• _About this exercise_
Scan the records for the word "correct". Copy each line that includes it.

• _Record extracts_
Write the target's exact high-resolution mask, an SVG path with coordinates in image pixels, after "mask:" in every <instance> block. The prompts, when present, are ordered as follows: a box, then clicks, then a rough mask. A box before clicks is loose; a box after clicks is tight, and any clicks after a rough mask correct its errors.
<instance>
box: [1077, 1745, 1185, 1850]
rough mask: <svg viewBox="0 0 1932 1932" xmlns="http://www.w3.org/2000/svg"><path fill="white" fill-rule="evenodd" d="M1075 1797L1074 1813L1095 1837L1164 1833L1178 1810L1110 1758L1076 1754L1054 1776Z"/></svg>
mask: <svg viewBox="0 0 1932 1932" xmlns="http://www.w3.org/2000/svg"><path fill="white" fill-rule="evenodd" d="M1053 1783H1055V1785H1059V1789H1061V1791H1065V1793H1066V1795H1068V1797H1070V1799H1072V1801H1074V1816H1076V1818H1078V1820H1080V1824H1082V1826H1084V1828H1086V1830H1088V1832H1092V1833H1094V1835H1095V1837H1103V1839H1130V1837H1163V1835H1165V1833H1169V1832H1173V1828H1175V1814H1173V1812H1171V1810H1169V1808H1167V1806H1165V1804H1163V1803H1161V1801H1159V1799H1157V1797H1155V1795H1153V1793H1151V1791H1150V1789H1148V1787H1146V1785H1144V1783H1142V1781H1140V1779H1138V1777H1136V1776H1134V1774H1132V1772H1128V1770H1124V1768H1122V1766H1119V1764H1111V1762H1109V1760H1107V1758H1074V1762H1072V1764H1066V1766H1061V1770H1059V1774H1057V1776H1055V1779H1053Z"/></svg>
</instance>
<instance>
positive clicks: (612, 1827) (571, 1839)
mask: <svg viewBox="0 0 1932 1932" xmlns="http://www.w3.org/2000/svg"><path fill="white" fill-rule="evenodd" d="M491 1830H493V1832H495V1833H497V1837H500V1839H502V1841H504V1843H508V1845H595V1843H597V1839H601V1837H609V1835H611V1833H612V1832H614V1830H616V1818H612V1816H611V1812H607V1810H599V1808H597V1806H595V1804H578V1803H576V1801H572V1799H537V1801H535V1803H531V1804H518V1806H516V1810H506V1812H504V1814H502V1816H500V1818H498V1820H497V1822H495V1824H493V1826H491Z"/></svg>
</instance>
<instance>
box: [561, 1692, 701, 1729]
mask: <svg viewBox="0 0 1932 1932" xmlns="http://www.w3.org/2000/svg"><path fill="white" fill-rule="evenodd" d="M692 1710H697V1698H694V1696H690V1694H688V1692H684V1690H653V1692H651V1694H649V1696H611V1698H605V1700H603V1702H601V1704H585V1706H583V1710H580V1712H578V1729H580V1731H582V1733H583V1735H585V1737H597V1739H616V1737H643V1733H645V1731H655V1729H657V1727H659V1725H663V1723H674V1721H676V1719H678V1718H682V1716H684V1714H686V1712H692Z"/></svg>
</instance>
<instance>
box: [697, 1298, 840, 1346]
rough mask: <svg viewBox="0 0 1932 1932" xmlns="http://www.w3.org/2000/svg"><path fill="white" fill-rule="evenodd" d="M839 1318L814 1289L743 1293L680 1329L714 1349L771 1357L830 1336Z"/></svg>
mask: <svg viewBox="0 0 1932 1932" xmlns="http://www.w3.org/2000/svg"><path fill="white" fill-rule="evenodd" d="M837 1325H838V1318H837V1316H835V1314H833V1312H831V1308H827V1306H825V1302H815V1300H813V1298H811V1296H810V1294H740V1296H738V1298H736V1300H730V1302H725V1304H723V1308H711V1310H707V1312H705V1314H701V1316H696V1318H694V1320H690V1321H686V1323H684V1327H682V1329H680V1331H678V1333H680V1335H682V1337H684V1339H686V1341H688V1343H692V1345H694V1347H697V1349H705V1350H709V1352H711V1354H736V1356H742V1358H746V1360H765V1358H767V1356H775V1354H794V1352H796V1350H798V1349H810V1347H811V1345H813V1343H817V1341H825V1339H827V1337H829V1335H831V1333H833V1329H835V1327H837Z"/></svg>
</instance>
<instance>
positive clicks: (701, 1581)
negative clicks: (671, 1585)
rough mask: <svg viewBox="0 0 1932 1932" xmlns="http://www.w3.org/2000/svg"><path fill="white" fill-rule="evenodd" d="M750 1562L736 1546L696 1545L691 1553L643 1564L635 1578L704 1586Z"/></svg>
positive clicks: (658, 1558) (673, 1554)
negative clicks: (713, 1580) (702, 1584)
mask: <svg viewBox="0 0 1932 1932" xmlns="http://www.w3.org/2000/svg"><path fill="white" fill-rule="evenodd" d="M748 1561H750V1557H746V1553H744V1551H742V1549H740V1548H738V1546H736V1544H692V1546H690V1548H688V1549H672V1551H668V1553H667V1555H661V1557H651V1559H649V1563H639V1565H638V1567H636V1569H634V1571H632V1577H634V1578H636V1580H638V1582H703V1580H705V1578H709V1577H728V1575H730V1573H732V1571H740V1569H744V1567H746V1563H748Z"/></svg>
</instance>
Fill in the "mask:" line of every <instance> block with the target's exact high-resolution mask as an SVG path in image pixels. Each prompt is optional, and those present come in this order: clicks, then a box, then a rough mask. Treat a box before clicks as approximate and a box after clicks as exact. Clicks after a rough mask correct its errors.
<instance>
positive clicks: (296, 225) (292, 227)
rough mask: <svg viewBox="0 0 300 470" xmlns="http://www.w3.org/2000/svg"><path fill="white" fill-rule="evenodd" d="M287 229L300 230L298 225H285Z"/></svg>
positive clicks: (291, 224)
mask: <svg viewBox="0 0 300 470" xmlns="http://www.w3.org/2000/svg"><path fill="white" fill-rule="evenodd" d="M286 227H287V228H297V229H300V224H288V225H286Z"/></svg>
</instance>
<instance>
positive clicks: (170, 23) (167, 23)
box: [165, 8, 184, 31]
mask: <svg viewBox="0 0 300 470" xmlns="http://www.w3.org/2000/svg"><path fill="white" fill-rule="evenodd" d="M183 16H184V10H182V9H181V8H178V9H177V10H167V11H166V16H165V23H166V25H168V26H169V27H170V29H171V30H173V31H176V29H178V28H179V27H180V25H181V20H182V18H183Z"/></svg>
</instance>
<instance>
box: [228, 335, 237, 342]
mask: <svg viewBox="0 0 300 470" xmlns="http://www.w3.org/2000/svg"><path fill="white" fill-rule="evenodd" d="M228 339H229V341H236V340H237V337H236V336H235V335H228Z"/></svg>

• _Solution to this task_
Write the target's exact high-resolution mask, an SVG path with coordinates in image pixels, after "mask:" in every <instance> block. The prompts, when present, are ordered as follows: a box, then clicks, then a rough mask. A box before clicks is loose; a box after clicks is tight, and any clicks after a rough mask correct its errors.
Fill in the "mask:" line of every <instance> block with the target's exact high-resolution mask as an SVG path in image pixels. Each prompt is optional, and those present come in this order: clicks, then a box, then a rough mask. Treat a box before clicks as approximate and a box after clicks as exact. Clicks after a rough mask correct its errors.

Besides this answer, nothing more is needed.